本文
(聞き手:柳澤昭浩/文・写真:木口マリ)
「学会と患者会が協力して、日本の医療を変えていく」。近年では、そんなことも可能になってきています。しかし、治療法の急速な進歩の影には、「個々の理解度を上げていく必要性」や「現行の制度では対応しきれない点」などの問題点も明らかになってきました。
前回より引き続きお話をうかがうのは、日本肺癌学会理事長であり、次期世界肺癌学会理事長、近畿大学呼吸器外科主任教授の光冨徹哉先生と、日本肺がん患者連絡会代表、NPO法人ワンステップ代表で、ご自身も肺がん患者である長谷川一男さんのお二人。「治験」や「コンパニオン診断の問題点」についての対談です。(全2回/最終回)
治験は「生きる可能性を追求できるもの」のひとつ、しかし理解も必要
――第1回に引き続き、よろしくお願いします。「近年の肺がん医療は飛躍的に進歩している」というのは周知の事実ですが、お二人の実感としてはいかがでしょうか。

課題一覧
1. 肺がん医療の対談記事に名前が出てくる人物をすべて、フルネームで挙げよ。
2. 肺がん医療の対談記事から、「前回より引き続きお話をうかが」で始まり「対談です。(全2回/最終回)」で終わる部分をそのまま書き写せ。
3. 肺がん医療の対談記事の最後の文の後に続けて、対談を書き進めよ。

行の抜粋

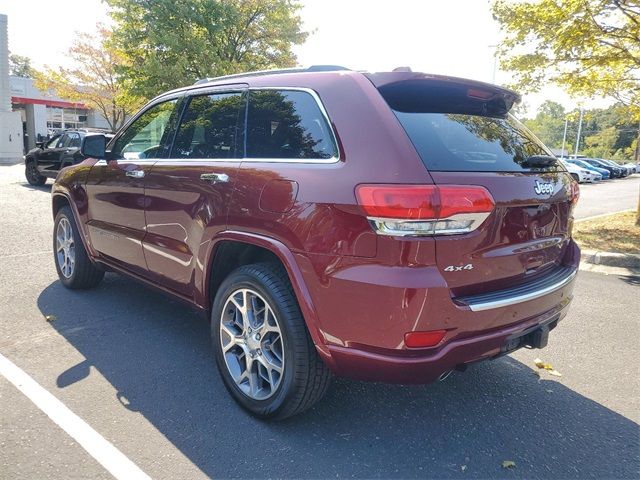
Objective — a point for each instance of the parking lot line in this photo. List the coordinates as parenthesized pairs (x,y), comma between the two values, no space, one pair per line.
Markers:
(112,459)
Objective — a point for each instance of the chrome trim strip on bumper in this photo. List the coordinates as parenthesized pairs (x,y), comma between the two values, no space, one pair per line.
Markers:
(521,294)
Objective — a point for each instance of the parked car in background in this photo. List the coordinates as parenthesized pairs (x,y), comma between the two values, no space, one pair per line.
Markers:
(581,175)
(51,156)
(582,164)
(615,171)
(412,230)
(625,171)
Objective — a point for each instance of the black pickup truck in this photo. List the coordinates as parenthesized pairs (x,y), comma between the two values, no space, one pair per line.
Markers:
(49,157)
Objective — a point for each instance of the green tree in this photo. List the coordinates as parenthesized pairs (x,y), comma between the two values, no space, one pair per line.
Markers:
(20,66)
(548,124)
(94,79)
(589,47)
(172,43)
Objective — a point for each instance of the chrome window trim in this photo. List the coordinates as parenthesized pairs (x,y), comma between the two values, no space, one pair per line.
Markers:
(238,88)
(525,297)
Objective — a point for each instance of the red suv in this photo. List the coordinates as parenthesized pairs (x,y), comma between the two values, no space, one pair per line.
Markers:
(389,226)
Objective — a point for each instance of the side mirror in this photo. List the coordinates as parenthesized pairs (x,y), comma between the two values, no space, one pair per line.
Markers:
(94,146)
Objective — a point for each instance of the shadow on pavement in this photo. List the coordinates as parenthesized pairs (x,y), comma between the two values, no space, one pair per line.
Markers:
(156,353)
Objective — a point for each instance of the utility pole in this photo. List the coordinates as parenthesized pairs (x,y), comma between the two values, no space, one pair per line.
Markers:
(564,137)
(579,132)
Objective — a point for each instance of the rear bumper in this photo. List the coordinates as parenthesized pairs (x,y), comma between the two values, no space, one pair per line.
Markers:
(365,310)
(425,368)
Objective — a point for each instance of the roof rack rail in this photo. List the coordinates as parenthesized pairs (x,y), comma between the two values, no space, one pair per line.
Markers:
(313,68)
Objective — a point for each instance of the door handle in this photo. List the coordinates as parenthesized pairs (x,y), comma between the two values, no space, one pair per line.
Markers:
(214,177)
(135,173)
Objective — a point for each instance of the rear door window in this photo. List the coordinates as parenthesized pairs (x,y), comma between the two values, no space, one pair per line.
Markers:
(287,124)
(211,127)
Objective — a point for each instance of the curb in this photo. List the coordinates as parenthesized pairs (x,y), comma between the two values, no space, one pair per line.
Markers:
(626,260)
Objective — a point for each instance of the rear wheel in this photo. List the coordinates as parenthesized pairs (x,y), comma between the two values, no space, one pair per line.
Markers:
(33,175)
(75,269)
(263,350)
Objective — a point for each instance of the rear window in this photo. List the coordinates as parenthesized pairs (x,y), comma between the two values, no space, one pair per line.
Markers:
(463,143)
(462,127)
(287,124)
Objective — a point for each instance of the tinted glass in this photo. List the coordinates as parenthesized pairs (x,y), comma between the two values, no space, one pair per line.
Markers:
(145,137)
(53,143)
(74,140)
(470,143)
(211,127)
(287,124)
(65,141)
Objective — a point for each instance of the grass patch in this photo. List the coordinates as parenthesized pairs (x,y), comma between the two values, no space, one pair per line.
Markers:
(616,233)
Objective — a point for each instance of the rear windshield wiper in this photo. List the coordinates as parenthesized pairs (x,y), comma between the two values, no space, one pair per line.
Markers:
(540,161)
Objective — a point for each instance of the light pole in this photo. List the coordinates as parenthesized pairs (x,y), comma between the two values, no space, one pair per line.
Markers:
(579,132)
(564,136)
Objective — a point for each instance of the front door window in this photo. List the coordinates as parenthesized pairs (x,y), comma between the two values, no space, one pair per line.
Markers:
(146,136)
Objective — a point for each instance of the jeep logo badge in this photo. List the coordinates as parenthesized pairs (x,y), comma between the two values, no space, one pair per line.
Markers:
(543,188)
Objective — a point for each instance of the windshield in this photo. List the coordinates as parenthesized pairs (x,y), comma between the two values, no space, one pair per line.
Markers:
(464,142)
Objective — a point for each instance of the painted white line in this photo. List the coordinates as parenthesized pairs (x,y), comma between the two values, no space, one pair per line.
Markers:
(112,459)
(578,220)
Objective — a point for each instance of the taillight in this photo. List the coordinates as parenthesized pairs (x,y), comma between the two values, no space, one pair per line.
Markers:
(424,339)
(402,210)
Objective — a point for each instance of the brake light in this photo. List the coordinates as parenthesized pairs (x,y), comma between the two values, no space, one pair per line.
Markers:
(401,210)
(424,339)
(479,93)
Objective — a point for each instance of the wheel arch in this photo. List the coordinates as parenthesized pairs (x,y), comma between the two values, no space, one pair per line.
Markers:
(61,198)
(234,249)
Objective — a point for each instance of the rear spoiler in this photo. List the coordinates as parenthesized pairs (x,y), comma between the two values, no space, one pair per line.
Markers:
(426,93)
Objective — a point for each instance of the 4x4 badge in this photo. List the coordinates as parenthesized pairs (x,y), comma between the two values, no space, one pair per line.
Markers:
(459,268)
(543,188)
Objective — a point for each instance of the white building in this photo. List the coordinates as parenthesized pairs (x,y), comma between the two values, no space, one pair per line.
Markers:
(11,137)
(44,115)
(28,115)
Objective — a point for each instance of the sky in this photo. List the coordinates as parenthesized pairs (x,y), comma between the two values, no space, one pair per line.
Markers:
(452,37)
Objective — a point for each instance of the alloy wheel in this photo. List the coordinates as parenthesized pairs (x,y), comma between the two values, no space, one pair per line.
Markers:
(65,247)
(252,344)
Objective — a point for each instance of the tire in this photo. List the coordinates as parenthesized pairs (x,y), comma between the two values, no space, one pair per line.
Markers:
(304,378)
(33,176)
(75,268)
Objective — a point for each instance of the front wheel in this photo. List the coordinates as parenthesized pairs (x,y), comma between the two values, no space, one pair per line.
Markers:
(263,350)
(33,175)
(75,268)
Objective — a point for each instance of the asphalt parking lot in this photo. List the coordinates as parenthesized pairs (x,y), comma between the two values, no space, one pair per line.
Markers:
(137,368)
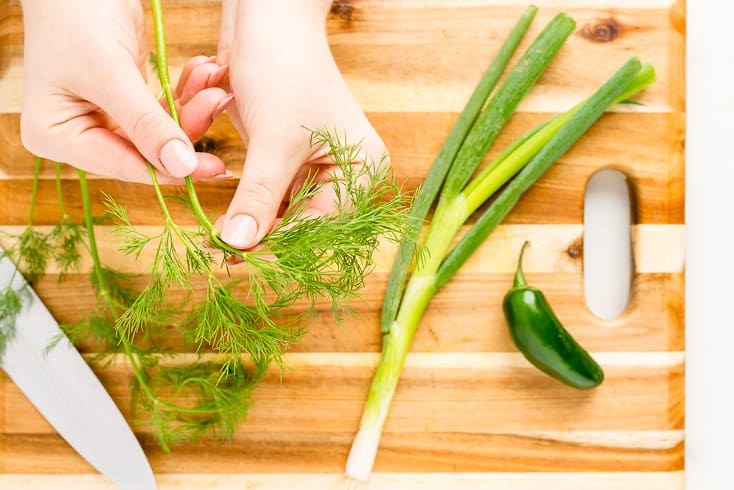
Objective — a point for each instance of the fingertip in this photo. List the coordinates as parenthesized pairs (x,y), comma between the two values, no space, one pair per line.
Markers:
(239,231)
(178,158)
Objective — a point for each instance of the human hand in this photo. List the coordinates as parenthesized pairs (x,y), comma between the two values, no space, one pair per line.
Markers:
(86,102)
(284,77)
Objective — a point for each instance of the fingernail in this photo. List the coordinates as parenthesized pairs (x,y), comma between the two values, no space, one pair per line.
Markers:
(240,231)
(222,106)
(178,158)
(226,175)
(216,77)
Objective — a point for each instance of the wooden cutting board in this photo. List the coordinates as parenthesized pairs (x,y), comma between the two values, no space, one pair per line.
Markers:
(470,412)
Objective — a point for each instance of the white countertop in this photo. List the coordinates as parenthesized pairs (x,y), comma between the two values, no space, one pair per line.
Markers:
...
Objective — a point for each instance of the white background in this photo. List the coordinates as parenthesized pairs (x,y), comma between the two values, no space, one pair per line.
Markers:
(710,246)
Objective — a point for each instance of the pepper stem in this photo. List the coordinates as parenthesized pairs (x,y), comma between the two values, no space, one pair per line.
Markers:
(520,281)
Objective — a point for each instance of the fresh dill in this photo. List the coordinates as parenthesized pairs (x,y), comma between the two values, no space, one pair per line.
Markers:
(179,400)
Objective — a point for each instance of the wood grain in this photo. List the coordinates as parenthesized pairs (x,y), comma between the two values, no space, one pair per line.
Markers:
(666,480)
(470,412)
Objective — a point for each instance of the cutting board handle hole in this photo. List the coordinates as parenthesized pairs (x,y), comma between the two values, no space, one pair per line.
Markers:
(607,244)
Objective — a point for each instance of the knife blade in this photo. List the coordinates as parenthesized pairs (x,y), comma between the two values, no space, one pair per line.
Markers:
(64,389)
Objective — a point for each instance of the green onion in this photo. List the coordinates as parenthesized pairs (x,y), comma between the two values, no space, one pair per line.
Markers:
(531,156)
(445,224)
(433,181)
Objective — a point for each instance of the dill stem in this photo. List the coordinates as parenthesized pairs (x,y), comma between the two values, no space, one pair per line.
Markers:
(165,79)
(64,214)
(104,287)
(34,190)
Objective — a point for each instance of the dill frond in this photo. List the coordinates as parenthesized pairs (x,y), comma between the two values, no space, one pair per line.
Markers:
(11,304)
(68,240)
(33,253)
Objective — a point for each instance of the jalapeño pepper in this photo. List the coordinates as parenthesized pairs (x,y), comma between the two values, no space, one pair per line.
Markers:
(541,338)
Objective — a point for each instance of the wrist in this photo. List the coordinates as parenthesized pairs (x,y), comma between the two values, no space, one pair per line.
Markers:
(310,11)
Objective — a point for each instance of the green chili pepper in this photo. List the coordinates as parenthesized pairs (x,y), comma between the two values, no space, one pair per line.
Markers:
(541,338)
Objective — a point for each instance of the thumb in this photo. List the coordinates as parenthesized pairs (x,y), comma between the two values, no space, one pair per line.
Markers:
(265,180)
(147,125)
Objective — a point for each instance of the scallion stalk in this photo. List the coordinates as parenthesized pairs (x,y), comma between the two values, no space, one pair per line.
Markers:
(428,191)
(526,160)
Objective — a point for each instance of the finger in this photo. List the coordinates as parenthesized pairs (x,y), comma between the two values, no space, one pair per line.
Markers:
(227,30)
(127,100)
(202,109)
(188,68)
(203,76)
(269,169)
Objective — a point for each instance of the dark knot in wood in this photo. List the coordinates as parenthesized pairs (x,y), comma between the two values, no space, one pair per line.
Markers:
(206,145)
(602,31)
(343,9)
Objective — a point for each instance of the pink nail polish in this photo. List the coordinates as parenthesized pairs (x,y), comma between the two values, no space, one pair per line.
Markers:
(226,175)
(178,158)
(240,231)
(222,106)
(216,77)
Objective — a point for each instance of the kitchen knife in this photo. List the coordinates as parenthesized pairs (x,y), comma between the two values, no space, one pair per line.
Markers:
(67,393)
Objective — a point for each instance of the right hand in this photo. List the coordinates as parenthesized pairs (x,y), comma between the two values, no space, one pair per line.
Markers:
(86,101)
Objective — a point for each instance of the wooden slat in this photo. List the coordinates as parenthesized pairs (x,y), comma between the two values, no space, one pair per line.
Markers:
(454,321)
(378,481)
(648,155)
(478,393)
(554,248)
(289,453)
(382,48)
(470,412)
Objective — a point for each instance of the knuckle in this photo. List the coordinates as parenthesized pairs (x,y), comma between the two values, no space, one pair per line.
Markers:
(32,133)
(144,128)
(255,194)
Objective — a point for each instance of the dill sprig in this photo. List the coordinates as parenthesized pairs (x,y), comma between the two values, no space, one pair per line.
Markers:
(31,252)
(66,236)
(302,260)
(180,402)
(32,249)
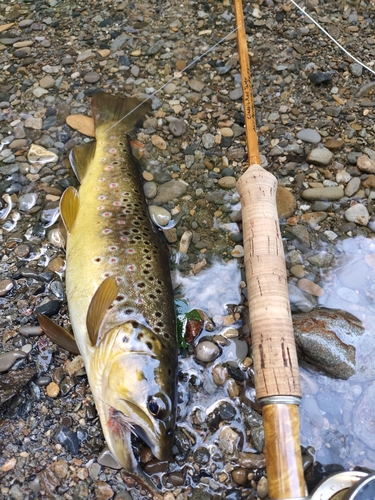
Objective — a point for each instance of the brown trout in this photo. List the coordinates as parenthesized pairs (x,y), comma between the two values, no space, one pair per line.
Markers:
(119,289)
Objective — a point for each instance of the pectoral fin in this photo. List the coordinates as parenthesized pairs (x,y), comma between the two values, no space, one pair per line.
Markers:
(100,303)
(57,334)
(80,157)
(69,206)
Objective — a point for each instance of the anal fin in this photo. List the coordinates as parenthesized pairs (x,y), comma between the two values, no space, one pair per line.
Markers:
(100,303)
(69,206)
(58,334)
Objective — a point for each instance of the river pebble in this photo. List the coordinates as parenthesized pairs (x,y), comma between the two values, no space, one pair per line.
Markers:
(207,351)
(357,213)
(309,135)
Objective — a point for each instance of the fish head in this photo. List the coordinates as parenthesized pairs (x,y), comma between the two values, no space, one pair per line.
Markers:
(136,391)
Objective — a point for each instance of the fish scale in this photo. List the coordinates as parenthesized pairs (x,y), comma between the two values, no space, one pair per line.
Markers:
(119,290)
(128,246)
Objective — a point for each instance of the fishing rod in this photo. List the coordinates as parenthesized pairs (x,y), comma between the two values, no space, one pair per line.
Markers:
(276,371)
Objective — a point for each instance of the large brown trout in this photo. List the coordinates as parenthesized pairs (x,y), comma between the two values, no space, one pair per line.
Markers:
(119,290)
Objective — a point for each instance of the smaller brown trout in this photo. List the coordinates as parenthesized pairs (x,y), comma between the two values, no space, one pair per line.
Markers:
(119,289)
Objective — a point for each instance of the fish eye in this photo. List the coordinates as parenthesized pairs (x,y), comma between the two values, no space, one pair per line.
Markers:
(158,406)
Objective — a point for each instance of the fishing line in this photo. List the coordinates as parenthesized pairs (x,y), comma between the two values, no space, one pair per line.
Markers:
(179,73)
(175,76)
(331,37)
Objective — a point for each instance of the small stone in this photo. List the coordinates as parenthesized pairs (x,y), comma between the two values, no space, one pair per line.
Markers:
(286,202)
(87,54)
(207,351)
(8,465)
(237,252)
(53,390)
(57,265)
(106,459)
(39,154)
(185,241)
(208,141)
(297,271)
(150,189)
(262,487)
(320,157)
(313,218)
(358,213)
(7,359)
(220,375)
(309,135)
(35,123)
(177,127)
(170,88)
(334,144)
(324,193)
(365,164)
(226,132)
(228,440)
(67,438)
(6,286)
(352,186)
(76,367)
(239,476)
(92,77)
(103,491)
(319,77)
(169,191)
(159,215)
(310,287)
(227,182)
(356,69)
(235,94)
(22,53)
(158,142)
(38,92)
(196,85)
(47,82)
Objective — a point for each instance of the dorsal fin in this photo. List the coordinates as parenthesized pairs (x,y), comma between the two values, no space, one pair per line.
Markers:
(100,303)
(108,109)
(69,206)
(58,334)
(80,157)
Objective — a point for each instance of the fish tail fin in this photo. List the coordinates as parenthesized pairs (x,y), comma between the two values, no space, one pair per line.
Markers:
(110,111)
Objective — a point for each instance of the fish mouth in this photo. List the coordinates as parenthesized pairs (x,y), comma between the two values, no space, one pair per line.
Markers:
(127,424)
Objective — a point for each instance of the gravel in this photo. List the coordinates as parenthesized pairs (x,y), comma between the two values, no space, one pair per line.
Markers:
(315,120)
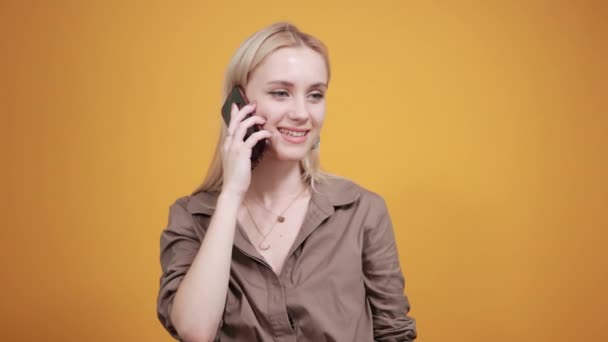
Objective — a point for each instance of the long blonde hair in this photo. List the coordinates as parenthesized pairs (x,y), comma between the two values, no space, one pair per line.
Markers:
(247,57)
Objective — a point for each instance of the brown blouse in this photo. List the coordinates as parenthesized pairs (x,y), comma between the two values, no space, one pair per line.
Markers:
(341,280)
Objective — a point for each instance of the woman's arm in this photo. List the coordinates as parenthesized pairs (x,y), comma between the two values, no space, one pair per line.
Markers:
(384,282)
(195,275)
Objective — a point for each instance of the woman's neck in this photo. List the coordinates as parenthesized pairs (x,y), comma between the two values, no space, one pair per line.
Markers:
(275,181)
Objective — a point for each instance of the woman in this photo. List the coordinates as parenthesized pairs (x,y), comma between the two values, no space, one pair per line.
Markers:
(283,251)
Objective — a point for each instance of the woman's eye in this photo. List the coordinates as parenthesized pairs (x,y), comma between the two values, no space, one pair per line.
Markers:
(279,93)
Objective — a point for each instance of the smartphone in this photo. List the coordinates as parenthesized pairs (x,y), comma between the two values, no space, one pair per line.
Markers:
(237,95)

解答例
1. 柳澤昭浩、木口マリ、光冨徹哉、長谷川一男

2.
前回より引き続きお話をうかがうのは、日本肺癌学会理事長であり、次期世界肺癌学会理事長、近畿大学呼吸器外科主任教授の光冨徹哉先生と、日本肺がん患者連絡会代表、NPO法人ワンステップ代表で、ご自身も肺がん患者である長谷川一男さんのお二人。「治験」や「コンパニオン診断の問題点」についての対談です。(全2回/最終回)

3.
光冨:分子標的薬*1のひとつである「イレッサ」が登場した時は、とても衝撃的でした。それでも本当に効果のある患者さんは非常に少なかったんです。しかし、続いて登場した免疫チェックポイント阻害薬*2は、肺がん患者さんのうち2割程度の人にかなりの効果があり、中には治癒に近い人も出てきています。
先日のESMO(欧州臨床腫瘍学会)の学術集会で、また肺がん治療の歴史が変わるような発表がありました。来年も引き続き変わっていくような予感があります。治療の進歩という意味で、すばらしい時代が続いていると実感しています。
*1*2:分子標的薬、免疫チェックポイント阻害薬については「故 野際陽子さん、中村獅童さん、いときんさんを襲った肺腺がんとは? その治療法とは? 最新治療を専門医が解説! Vol.2 光冨 徹哉先生」を参照。